===== Metin Parçası

• cem uzan'ın bugün gazetelere verdiği ilanın başlığı olan hukuki terim. işlenen bir suçtan ötürü tüm kan bağı olan akrabaların sorumlu tutulması, özellikle hitler almanyası döneminde politik rakiplere karşı uygulanan bir suçtan ötürü sadece suçlanan kişinin değil, tüm akraba ve yakınlarının da sorumlu tutulmasını kapsamaktadır.

    medyatava
  • ülkemizde ve onun bir alt kümesi olan ekşi sözlük de rastlanan ve nazi almanya sını hatırlatan bir olgudur. sözlükteki yansıması şudur; mesela toplumca genel anlamda sevilmeyen tanınmış bir politikacı, sanatçı, yazar vs.. düşünün. bu kişinin ilişki içinde olduğu kişi ve kimseler de sırf bu kişi ile bir bağı olduğu için çeşitli oranlarda sevilmemekte ve nefret edilmekte ya da bazı kişilerin yaptığı davranışlar bu kişinin daha önce kan bağı olan birine yorulmakta. ilk duruma örnek rte ve çevresindekiler, erbakan ve çevresindekiler verilebilir. ikincisine örnek ise dengir fırat, cüneyd zapsu olarak verilebilir.

    tayyip e karşı olan antipati tayyip in kan bağı olan çocuklarına, eşine de belli oranda dağılmakta ve bu nitekim sözlükte entrylere de yansımakta. yine erbakan, unakıtan için de geçerli. ha bu kişilerden çok hazzettiğimden mi, hayır. ama kimse kimsenin yaptığı hatanın bedelini ödememeli

    cüneyd zapsu ve dengir fırat ın ki ise farklı. bunların yaptığı bazı davranışlar söylediği bazı sözler dedelerinin öncesinde işlediği suçlara ve de onlarla olan kan bağına yorulmakta.

    ha bu kişiler gaz odalarına, toplama kamplarına gönderilmemekte ama başka şekilde şimşekleri üzerlerine çekmekteler.
  • (bkz: #4259244)
  • (bkz: #10648425)
  • kavramı iyi anlamamız için etimolojik ve tarihi köklerinden haberdar olmamız gerekir. etimolojisiyle başlayalım.

    sippenhaftung kelimesi (olgusu) almancada çok sık karşılaşılan birleşik kelimelere güzel bir örnektir.

    sippen: geniş aile, sülale, klan

    haft: gözaltı, denetim altında tutulma

    anlamlarına gelirler. "-ung" eki ise almancada fiilleri isim yapan eklerdendir. bununla beraber "haft" kelimesi sonuna eklendiğinde kelimeyi anlam genişlemesine uğratır.

    haftung: sorumluluk, yükümlülük demektir.

==========
===== Materyal

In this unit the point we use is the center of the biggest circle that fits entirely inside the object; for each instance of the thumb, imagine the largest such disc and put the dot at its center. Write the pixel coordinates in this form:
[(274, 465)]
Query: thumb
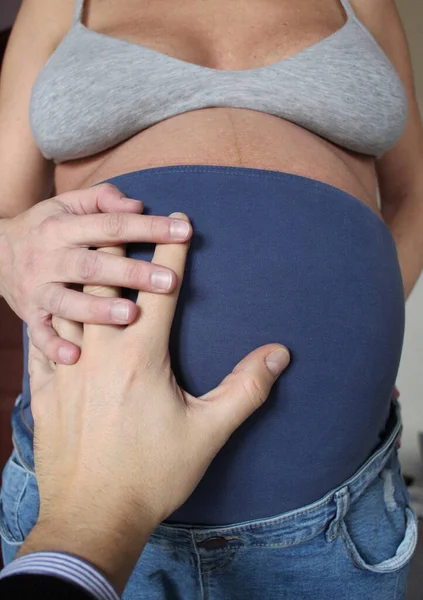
[(41, 370), (244, 390)]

==========

Alıştırmalar:
1 > Metin parçasının "haft: gözaltı, denetim" ifadesinden başlayıp "sorumluluk, yükümlülük demektir." ifadesi de dahil olmak üzere bu ifadeye kadar olan kısmını aynen yazın.
2 > Metin parçasına göre şu soruları cevaplayın:
(a) Bir suçtan ötürü akrabaların da sorumlu tutulması özellikle hangi dönemde politik rakiplere karşı uygulanmıştır?
(b) "haft" kelimesi hangi anlamlara gelir?
(c) "-ung" eki Almancada ne işe yarar?
Materyal bu çalışmada hiçbir rol oynamaz.

Beklenen Cevaplar:
1 >
haft: gözaltı, denetim altında tutulma

    anlamlarına gelirler. "-ung" eki ise almancada fiilleri isim yapan eklerdendir. bununla beraber "haft" kelimesi sonuna eklendiğinde kelimeyi anlam genişlemesine uğratır.

    haftung: sorumluluk, yükümlülük demektir.

2 >
(a) Hitler Almanyası döneminde.
(b) Gözaltı, denetim altında tutulma.
(c) Fiilleri isim yapar.